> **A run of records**
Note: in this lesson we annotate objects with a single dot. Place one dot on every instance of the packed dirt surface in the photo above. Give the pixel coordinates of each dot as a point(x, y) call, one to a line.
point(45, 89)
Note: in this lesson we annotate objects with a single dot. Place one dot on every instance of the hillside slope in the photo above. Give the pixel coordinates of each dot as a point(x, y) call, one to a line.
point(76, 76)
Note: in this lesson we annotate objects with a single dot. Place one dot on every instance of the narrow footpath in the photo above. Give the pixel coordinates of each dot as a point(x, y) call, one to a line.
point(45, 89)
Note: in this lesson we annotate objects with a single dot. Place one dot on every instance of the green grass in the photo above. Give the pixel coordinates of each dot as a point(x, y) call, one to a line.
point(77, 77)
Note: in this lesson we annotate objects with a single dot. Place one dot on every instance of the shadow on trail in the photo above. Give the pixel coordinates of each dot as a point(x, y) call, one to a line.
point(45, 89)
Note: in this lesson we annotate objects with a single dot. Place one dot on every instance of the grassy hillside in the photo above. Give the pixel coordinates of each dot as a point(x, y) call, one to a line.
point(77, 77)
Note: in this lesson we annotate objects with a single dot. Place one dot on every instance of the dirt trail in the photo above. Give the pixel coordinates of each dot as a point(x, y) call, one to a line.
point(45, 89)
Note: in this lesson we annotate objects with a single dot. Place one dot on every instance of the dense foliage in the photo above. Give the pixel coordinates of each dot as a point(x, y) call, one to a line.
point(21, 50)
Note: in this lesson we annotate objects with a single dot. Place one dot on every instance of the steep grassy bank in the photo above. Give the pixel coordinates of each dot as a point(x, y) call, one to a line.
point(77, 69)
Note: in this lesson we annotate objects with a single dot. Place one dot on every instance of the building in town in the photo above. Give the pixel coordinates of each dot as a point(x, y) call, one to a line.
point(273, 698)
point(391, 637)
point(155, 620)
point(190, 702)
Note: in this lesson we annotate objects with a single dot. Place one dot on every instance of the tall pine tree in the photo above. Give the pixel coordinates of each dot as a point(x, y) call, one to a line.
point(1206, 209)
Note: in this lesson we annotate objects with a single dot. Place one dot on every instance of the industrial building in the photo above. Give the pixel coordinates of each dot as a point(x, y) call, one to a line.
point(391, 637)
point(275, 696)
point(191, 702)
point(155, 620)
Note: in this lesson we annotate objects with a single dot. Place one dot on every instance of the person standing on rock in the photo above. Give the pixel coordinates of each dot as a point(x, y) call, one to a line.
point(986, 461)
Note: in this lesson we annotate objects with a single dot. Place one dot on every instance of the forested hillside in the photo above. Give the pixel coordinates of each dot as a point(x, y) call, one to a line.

> **Brief**
Format every line of the listing above as a numbered list, omitting any blank lines.

> **Final result**
1. Note: in this lesson we annotate objects with a single dot. Place one dot on every instance of the packed dirt surface in the photo above. Give the pixel coordinates of each dot as a point(x, y) call, one to a line.
2. point(45, 89)
3. Note: in this lesson we annotate objects with a single dot. Place one dot on every instance of the hillside slope in the photo above. Give the pixel coordinates of each dot as a point(x, y) call, one to a line.
4. point(76, 76)
5. Note: in this lesson we annotate objects with a single dot. Place one dot on every instance of the narrow footpath in the photo above. Give the pixel coordinates of each dot as a point(x, y) call, one to a line.
6. point(45, 89)
7. Note: in this lesson we annotate objects with a single dot. Place one dot on every instance of the green grass in the photo above. Give the pixel coordinates of each dot as a point(x, y) call, one to a line.
8. point(77, 77)
9. Note: in this lesson we annotate objects with a single dot. Place one dot on every instance of the shadow on trail in the photo above. Give the pixel coordinates of each dot as a point(x, y) call, one to a line.
10. point(45, 89)
11. Note: in this lesson we annotate objects with a single dot. Place one dot on every instance of the grassy hillside in the photo above. Give the pixel coordinates of each dot as a point(x, y) call, one to a line.
12. point(77, 77)
13. Note: in this lesson we annotate objects with a single dot. Place one dot on every instance of the dirt trail in the photo above. Give the pixel coordinates of each dot as a point(x, y) call, one to a line.
14. point(45, 89)
15. Note: in this lesson we annotate objects with a single dot. Place one dot on every instance of the dense foliage in the photo above. Give the pixel coordinates of each dot as a point(x, y) call, one to a line.
16. point(21, 50)
17. Note: in this lesson we annotate objects with a single dot. Place one dot on every instance of the steep grassy bank in the photo above. Give the pixel coordinates of each dot as a point(x, y) call, one to a line.
18. point(77, 69)
19. Note: in this lesson we annotate objects with a single dot. Place one dot on every instance of the building in town in the photo above. Give the pixel coordinates of each dot as a point(x, y) call, one to a line.
20. point(273, 698)
21. point(391, 637)
22. point(155, 620)
23. point(190, 702)
24. Note: in this lesson we annotate objects with a single dot. Place one dot on every instance of the tall pine tree in the photo above. Give the pixel coordinates of each dot as a point(x, y) call, one to a line.
25. point(1206, 209)
26. Note: in this lesson we annotate objects with a single dot. Place one dot on every instance of the industrial building in the photo above. Give the pixel coordinates of each dot as a point(x, y) call, one to a line.
27. point(391, 637)
28. point(275, 696)
29. point(191, 702)
30. point(155, 620)
31. Note: in this lesson we annotate objects with a single dot. Place one dot on every instance of the person standing on rock in the photo above. Give the pixel coordinates of each dot as a point(x, y) call, one to a line.
32. point(986, 461)
33. Note: in this lesson we annotate objects with a single dot. Place one dot on every instance of the forested hillside in the photo above. Give the pixel coordinates of each dot as a point(x, y) call, one to a line.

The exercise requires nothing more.